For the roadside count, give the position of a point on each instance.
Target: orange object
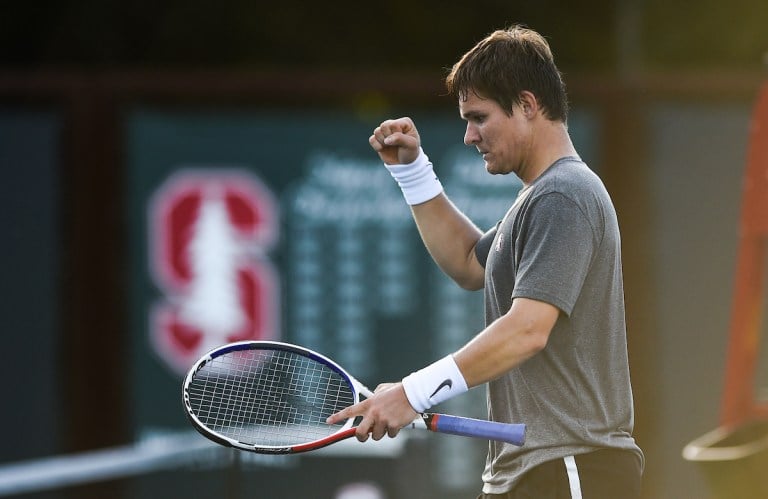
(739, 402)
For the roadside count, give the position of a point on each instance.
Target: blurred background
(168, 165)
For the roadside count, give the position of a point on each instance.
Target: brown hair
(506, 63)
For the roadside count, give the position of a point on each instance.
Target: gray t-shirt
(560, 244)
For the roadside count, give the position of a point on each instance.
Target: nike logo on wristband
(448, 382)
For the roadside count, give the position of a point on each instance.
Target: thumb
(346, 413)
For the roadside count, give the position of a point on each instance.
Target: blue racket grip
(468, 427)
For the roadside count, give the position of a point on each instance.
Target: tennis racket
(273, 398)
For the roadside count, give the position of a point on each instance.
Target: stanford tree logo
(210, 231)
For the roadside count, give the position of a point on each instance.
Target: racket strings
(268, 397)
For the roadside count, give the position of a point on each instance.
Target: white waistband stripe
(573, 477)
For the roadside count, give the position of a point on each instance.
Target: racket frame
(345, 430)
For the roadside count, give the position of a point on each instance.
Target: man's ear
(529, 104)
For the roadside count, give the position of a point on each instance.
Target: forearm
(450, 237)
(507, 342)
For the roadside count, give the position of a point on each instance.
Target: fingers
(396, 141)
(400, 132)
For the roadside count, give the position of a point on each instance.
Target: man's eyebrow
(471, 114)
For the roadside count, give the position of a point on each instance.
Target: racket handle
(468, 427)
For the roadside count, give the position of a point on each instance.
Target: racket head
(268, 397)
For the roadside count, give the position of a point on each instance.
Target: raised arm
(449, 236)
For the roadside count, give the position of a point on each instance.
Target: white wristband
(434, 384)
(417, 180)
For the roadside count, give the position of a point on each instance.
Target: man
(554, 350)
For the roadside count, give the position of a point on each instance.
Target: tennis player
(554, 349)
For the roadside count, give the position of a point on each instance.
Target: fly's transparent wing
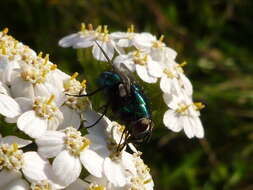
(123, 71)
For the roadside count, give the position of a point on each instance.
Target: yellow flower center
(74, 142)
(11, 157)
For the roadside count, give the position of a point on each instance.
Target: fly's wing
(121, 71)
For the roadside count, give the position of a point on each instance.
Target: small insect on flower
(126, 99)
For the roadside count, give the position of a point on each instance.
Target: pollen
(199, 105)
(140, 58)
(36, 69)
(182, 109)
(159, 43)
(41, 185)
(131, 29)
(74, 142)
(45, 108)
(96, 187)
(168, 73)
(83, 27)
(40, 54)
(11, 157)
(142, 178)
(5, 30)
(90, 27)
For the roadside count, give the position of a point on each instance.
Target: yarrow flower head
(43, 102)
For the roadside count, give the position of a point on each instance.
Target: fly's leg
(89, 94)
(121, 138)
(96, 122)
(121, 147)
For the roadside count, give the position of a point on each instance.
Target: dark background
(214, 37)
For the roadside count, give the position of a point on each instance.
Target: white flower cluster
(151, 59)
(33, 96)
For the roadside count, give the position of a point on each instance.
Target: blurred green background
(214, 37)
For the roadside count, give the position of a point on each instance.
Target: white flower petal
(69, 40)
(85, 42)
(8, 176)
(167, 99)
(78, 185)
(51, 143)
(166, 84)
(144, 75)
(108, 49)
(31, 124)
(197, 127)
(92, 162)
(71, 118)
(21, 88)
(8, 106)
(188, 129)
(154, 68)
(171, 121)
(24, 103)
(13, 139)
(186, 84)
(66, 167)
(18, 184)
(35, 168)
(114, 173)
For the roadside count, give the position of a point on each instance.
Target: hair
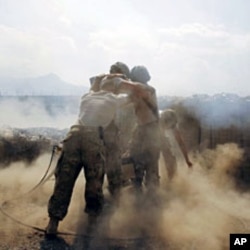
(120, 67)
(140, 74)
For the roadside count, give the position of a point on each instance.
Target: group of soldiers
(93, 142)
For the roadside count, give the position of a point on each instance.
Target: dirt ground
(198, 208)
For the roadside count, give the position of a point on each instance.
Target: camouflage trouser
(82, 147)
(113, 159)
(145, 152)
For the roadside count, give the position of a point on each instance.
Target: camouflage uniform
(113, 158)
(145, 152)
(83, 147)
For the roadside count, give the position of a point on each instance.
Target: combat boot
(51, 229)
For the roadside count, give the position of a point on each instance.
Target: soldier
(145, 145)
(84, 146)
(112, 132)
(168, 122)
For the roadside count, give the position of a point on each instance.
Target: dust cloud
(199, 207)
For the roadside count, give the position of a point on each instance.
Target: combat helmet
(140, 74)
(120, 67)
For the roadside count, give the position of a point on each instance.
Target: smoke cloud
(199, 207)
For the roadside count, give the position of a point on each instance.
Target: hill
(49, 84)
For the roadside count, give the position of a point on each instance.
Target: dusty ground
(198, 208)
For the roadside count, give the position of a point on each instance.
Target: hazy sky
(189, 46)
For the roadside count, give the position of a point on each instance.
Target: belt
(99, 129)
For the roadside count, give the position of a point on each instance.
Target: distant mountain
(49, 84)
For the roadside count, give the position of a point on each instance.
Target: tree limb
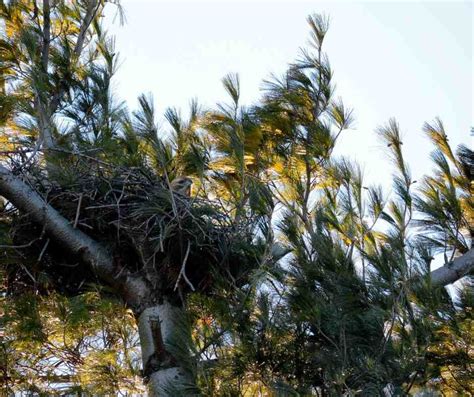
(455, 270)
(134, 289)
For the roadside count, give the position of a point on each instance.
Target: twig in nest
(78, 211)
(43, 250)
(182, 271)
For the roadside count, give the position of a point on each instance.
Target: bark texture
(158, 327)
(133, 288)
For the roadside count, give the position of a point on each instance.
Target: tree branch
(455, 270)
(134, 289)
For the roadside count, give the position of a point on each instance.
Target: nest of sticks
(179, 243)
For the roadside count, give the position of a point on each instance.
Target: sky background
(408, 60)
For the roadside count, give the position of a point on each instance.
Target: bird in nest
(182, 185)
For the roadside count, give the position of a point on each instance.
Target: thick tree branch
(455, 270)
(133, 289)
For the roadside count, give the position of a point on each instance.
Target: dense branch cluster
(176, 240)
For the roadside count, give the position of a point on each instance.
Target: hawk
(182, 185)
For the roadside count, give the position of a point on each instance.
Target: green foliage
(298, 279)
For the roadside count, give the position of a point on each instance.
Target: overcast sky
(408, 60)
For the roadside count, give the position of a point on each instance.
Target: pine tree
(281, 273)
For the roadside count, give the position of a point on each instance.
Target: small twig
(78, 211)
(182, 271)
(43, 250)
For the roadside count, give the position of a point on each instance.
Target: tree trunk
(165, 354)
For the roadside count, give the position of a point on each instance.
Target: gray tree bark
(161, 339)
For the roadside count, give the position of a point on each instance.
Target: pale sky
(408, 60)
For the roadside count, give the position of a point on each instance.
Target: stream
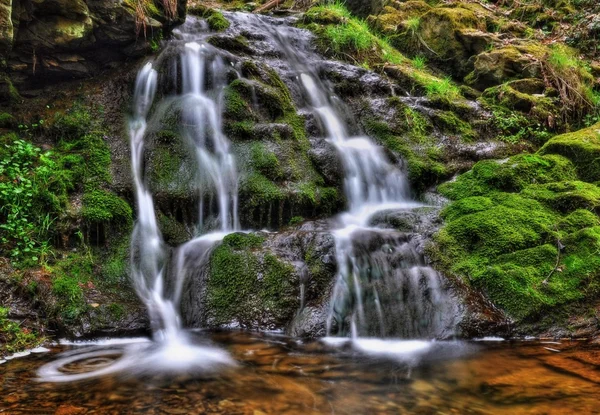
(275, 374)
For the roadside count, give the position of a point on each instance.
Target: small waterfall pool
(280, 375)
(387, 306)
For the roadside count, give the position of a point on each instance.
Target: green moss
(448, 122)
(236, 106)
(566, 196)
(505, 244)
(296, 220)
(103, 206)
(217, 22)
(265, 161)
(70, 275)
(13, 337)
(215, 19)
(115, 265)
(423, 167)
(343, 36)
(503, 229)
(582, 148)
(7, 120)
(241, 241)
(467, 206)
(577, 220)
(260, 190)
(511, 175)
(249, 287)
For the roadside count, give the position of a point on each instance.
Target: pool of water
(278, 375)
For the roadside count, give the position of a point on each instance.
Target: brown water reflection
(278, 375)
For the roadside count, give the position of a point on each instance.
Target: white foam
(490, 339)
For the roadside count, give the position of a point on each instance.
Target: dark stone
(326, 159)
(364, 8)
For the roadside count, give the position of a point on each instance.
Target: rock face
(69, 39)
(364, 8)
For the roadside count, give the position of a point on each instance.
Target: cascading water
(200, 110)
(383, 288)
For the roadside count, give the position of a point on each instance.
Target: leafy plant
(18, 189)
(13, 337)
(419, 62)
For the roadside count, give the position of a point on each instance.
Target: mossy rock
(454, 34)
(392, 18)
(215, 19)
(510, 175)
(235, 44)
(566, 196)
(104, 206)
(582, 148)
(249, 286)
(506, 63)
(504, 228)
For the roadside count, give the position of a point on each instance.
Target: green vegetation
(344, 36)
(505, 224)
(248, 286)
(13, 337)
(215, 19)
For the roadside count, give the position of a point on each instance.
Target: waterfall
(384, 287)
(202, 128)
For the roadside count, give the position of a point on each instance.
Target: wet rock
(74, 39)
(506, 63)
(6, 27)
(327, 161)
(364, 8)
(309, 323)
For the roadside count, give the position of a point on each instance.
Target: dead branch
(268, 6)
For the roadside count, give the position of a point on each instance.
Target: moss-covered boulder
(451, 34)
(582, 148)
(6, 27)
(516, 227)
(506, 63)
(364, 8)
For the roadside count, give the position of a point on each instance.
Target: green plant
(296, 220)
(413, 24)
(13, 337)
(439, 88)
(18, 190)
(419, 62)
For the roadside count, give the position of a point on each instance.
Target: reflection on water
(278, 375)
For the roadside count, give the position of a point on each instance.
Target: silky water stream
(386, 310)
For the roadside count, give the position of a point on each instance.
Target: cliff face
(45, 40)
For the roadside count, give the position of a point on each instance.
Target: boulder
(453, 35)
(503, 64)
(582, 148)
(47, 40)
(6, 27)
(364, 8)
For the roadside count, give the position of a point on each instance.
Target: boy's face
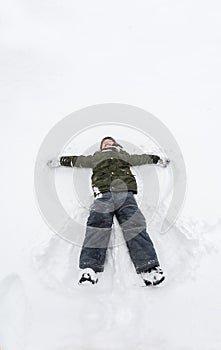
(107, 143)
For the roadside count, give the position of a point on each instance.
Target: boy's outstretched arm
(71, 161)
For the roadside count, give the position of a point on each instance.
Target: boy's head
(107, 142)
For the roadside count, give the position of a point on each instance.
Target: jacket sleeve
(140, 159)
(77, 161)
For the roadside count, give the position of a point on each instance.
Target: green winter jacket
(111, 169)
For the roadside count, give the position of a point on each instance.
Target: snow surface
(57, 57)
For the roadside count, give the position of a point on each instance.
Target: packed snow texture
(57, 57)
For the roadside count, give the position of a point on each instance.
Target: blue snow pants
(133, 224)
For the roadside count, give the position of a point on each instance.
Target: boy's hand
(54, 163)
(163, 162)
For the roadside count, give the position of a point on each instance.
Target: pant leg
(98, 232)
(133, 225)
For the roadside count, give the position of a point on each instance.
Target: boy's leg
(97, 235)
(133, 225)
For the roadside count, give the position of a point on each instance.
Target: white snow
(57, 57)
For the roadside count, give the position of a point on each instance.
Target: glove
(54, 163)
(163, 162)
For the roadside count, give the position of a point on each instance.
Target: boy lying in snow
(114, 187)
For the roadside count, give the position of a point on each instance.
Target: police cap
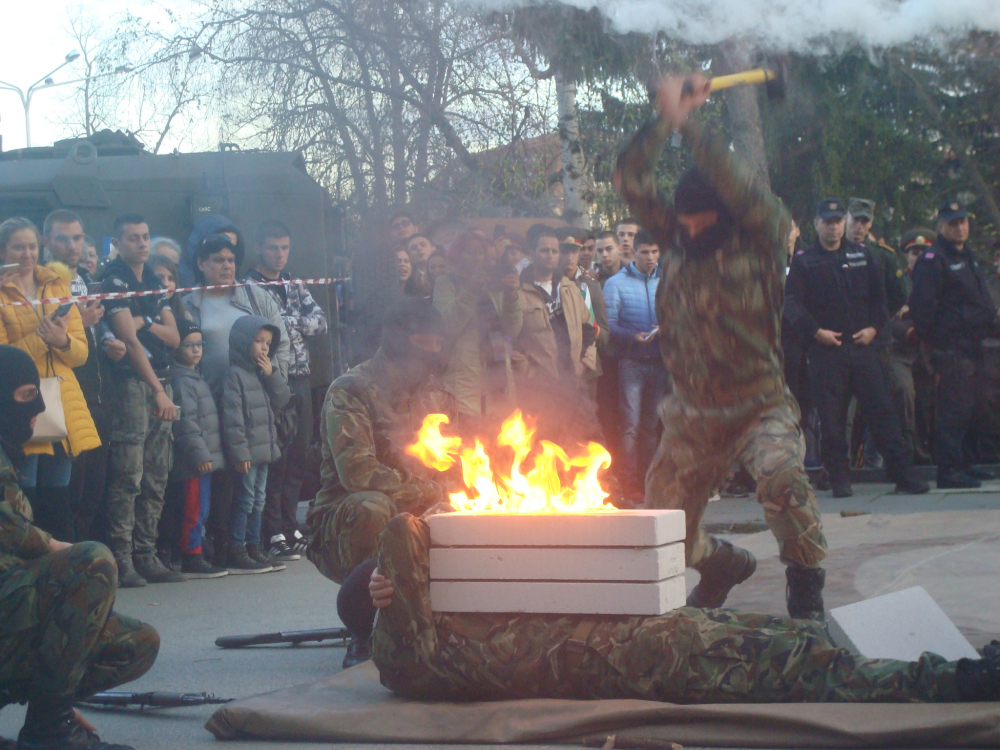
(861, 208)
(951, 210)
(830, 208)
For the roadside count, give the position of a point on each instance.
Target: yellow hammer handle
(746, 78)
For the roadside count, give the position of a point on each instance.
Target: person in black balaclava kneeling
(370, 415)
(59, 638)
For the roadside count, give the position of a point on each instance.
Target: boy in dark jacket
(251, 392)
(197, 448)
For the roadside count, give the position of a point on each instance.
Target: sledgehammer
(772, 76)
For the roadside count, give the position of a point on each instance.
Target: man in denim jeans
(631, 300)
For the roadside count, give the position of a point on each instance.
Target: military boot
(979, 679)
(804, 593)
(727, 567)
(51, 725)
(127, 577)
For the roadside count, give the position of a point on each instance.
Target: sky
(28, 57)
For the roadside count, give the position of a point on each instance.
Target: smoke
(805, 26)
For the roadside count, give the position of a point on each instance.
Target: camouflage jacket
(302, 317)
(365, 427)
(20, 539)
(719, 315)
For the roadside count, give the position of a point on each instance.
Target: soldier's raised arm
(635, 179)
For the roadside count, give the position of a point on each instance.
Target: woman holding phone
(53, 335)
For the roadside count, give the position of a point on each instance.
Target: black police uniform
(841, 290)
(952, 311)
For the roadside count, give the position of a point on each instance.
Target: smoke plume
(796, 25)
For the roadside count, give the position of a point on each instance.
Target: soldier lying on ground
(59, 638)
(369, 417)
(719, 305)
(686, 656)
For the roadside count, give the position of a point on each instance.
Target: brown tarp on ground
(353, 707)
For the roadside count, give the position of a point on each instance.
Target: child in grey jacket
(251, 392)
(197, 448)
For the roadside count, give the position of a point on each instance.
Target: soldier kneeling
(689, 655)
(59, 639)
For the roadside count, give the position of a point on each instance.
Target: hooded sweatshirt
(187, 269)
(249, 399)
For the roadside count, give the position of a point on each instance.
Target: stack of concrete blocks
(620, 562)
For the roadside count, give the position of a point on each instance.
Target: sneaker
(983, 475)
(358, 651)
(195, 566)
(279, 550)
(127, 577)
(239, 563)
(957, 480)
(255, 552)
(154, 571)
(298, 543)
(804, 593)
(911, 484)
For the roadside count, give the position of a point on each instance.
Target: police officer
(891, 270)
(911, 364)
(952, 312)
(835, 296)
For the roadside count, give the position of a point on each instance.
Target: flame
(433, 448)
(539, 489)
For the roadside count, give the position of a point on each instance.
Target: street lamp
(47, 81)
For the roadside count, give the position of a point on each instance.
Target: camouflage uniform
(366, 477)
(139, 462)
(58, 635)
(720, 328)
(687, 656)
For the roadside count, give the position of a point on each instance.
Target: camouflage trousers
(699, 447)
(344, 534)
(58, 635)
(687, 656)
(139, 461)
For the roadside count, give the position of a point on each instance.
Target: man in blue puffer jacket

● ● ●

• [Problem description]
In the entries above, find the line with "Target: hooded sweatshirt", then retype it and every line after it exactly.

• [Exercise solution]
Target: hooded sweatshirt
(187, 269)
(249, 399)
For the roadside count, give the position of a point on each instance.
Target: stack of concrete blocks
(620, 562)
For the roadside count, give the position of a point on each instance.
Target: sneaker
(983, 475)
(358, 651)
(195, 566)
(279, 550)
(127, 577)
(239, 563)
(957, 480)
(255, 552)
(154, 571)
(298, 543)
(804, 593)
(911, 484)
For the roadside count, give the position of a point on each instance.
Target: police officer
(891, 270)
(911, 364)
(952, 312)
(835, 296)
For the roadside count, give the position of a point on each instance.
Target: flame
(433, 448)
(539, 489)
For the roadside count, give the position of a point on each instance.
Target: street lamp
(47, 81)
For the roadside count, give the position of a point on each instance.
Target: camouflage uniform
(366, 477)
(139, 462)
(58, 635)
(720, 328)
(687, 656)
For the roadside count, give the position of a point on each instance.
Target: camouflage trousers
(699, 447)
(344, 534)
(58, 635)
(687, 656)
(139, 461)
For the roadside count, give the position of a point on each instance.
Target: man in blue puffer jacket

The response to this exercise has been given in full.